For Copywriters and Content Writers
Copywriters who rely on AI for first drafts often lose the instinct to reject obvious angles and find surprising ones instead. The faster you use AI, the faster your work starts sounding like everyone else's work.
These are observations, not criticism. Recognising the pattern is the first step.
When ChatGPT or Claude generates your first draft, you tend to edit down rather than build up from a different direction. This trains your brain to see the AI version as the skeleton of good work, not as something to reject entirely.
The fix
Write one hand-drafted paragraph before opening any AI tool, then compare what the tool generates against your own instincts to see where it differs.
Words like "compelling", "innovative", and "unique value proposition" appear in every AI output because they optimise for keyword density and safe adjectives. Your client's brand voice dies a little each time you leave these in without questioning them.
The fix
Search your draft for the 10 most common marketing adjectives, delete them, and replace each one with a specific detail about what the client actually does.
You paste a brief into Claude or ChatGPT and trust the output because it sounds professional. But AI cannot sense the unspoken culture, the competitor you are really fighting, or the tone that will resonate with your actual audience.
The fix
Reject the first AI headline completely and write three of your own before running any through an AI editing tool.
Grammarly AI suggests shorter sentences and more active voice universally, which erases the deliberate pauses and varied pacing that give copy personality. Every brand starts sounding like a LinkedIn productivity post.
The fix
Turn off the AI suggestions in Grammarly and use only the spelling and grammar checker instead.

───

* Task list:
a. In the copywriting advice above, write out everything from "For Copywriters and" down to "where it differs.".
b. List the words and phrases that the copywriting advice places in quotation marks as examples of what appears in every AI output.

(Data excerpts)

───

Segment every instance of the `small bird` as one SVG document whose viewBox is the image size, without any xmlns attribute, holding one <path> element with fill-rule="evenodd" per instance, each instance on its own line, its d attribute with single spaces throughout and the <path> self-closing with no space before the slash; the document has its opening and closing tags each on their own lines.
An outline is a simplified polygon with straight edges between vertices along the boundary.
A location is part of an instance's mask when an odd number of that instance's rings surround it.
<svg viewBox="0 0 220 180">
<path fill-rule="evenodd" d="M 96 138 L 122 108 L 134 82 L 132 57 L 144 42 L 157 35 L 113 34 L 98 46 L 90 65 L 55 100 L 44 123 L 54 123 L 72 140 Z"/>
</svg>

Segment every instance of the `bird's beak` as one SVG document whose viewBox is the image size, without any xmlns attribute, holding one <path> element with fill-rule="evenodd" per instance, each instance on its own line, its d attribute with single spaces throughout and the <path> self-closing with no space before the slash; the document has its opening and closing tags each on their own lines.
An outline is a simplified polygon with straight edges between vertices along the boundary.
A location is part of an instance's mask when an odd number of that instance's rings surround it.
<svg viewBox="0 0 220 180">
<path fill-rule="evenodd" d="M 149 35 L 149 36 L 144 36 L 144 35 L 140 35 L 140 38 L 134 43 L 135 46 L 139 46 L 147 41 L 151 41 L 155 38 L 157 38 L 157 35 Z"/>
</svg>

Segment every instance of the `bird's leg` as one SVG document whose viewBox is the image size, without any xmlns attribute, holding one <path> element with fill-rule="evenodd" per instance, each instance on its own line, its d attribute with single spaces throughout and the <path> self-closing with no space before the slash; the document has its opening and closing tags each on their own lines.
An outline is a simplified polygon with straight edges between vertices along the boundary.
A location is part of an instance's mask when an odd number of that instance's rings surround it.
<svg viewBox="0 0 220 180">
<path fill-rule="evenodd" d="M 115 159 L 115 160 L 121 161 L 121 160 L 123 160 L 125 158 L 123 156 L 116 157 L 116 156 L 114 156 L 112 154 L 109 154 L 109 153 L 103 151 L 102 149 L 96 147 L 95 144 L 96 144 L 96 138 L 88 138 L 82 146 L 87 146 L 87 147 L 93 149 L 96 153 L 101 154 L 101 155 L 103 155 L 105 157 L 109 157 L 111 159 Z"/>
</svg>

───

* Task-by-task outputs:
a.
For Copywriters and Content Writers
Copywriters who rely on AI for first drafts often lose the instinct to reject obvious angles and find surprising ones instead. The faster you use AI, the faster your work starts sounding like everyone else's work.
These are observations, not criticism. Recognising the pattern is the first step.
When ChatGPT or Claude generates your first draft, you tend to edit down rather than build up from a different direction. This trains your brain to see the AI version as the skeleton of good work, not as something to reject entirely.
The fix
Write one hand-drafted paragraph before opening any AI tool, then compare what the tool generates against your own instincts to see where it differs.

b.
- compelling
- innovative
- unique value proposition